■ WHAT IS NEEDED
Reproduce the brand-launch story word for word, everything from "Well that is" down to "3% chance of success.".

If I could I wouldn’t be working on this, I would be a billionaire sipping cocktails on my own personal island because I could guarantee 100% success to anyone with the money to invest.” Touche, me. If I couldn’t come up with a decent explanation I could at least vent my anger on myself through a good tongue lashing. “Then why should I invest all this money?”

The text cursor began to blink at me again, defiantly. I was reminded of my son who has a talent for asking questions that can’t be answered to his satisfaction. And then it hit me.

“What do you do when your son starts asking questions and demanding specific answers?”

“I tell him a story to explain.”

“So tell them a story, stupid.”

Me had a good point. I began to write down a story about launching a brand, talking in percentages. What follows below is exactly what I wrote to them;

I launch a brand right now in my head. I have no product or logo or anything. I have a 0% chance of success.

Well that is useless, so I decide to get some product made. I still have no marketing, press, advertising and no way for people to know about my product other than me telling people one by one how awesome I am. I now have a 1% chance of success.

I don’t like those odds so I throw some money into packaging, design, throw together my cool ideas into a fancy name and slogan. But I have no idea what customers think of my ideas. Plus I still don’t have a way of letting people know about me and maybe those who do hear about me do not understand correctly. I now have a 3% chance of success.  

Well I love Vegas, so I invest in a few trade shows. Now people are seeing my product but maybe my ideas are still not being understood correctly or not attractive to the public. I’m still living in a vacuum. I now have a 10% chance of success.

Luckily, all of this was in my head and I haven’t started yet so I decide to test all my designs and ideas before they go to market. I hire focus groups to use my product and report their feelings. I find out that there are some changes that need to be made and I make them before launch. I now have a 25% chance of success.

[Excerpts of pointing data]
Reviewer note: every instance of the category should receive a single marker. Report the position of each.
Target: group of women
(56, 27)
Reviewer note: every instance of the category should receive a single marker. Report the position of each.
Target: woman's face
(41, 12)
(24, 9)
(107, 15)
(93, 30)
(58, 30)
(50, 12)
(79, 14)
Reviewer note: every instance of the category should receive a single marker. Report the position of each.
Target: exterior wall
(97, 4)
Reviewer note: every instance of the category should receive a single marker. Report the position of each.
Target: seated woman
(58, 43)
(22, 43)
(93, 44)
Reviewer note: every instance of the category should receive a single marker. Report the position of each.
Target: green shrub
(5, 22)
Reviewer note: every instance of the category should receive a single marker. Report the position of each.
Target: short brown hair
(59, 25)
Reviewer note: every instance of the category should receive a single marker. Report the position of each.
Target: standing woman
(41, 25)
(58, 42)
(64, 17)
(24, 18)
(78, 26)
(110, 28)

■ RESULT FOR THIS TASK
Well that is useless, so I decide to get some product made. I still have no marketing, press, advertising and no way for people to know about my product other than me telling people one by one how awesome I am. I now have a 1% chance of success.

I don’t like those odds so I throw some money into packaging, design, throw together my cool ideas into a fancy name and slogan. But I have no idea what customers think of my ideas. Plus I still don’t have a way of letting people know about me and maybe those who do hear about me do not understand correctly. I now have a 3% chance of success.